Reproduce every entry precisely as written.

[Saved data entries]
-=-=-=-=-
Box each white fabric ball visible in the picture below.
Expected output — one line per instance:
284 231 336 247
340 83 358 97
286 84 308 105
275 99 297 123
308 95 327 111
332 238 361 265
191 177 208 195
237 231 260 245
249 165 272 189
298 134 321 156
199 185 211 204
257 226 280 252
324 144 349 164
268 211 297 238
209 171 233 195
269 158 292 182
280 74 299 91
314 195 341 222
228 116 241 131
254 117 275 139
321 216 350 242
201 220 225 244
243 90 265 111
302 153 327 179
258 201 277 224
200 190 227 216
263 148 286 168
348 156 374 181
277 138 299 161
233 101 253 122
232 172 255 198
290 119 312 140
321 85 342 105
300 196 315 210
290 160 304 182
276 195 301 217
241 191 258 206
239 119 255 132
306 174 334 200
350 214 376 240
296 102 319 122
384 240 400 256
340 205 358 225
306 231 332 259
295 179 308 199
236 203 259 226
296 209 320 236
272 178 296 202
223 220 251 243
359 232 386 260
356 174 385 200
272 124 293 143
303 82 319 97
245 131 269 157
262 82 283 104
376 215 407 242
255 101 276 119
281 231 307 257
-=-=-=-=-
> [Answer below]
Box each white fabric ball visible in the picture below.
Expected output — one line per instance:
284 231 336 247
340 83 358 97
286 84 308 105
275 99 297 123
308 95 327 111
332 238 361 265
191 177 208 195
237 231 260 245
249 165 272 189
298 134 321 156
199 185 211 204
257 226 280 252
324 144 349 164
268 211 297 238
209 171 233 195
269 158 292 182
280 74 299 91
314 195 341 222
228 116 241 131
254 117 275 139
321 216 350 242
201 220 225 244
243 90 265 111
302 153 327 179
258 201 277 224
200 190 227 216
263 148 286 168
348 156 374 181
277 138 299 161
233 101 253 122
232 172 255 198
290 119 312 140
321 85 342 105
300 196 315 210
290 160 304 182
276 195 301 217
241 191 258 206
239 119 255 132
306 174 334 200
350 214 376 240
296 102 319 122
384 240 400 256
340 205 358 225
306 231 332 259
295 179 308 199
236 203 259 226
296 209 320 236
272 178 296 202
223 220 251 243
359 232 386 260
356 174 385 200
272 124 293 143
303 82 319 97
245 131 269 157
262 82 283 104
376 215 407 242
255 101 276 119
281 231 307 257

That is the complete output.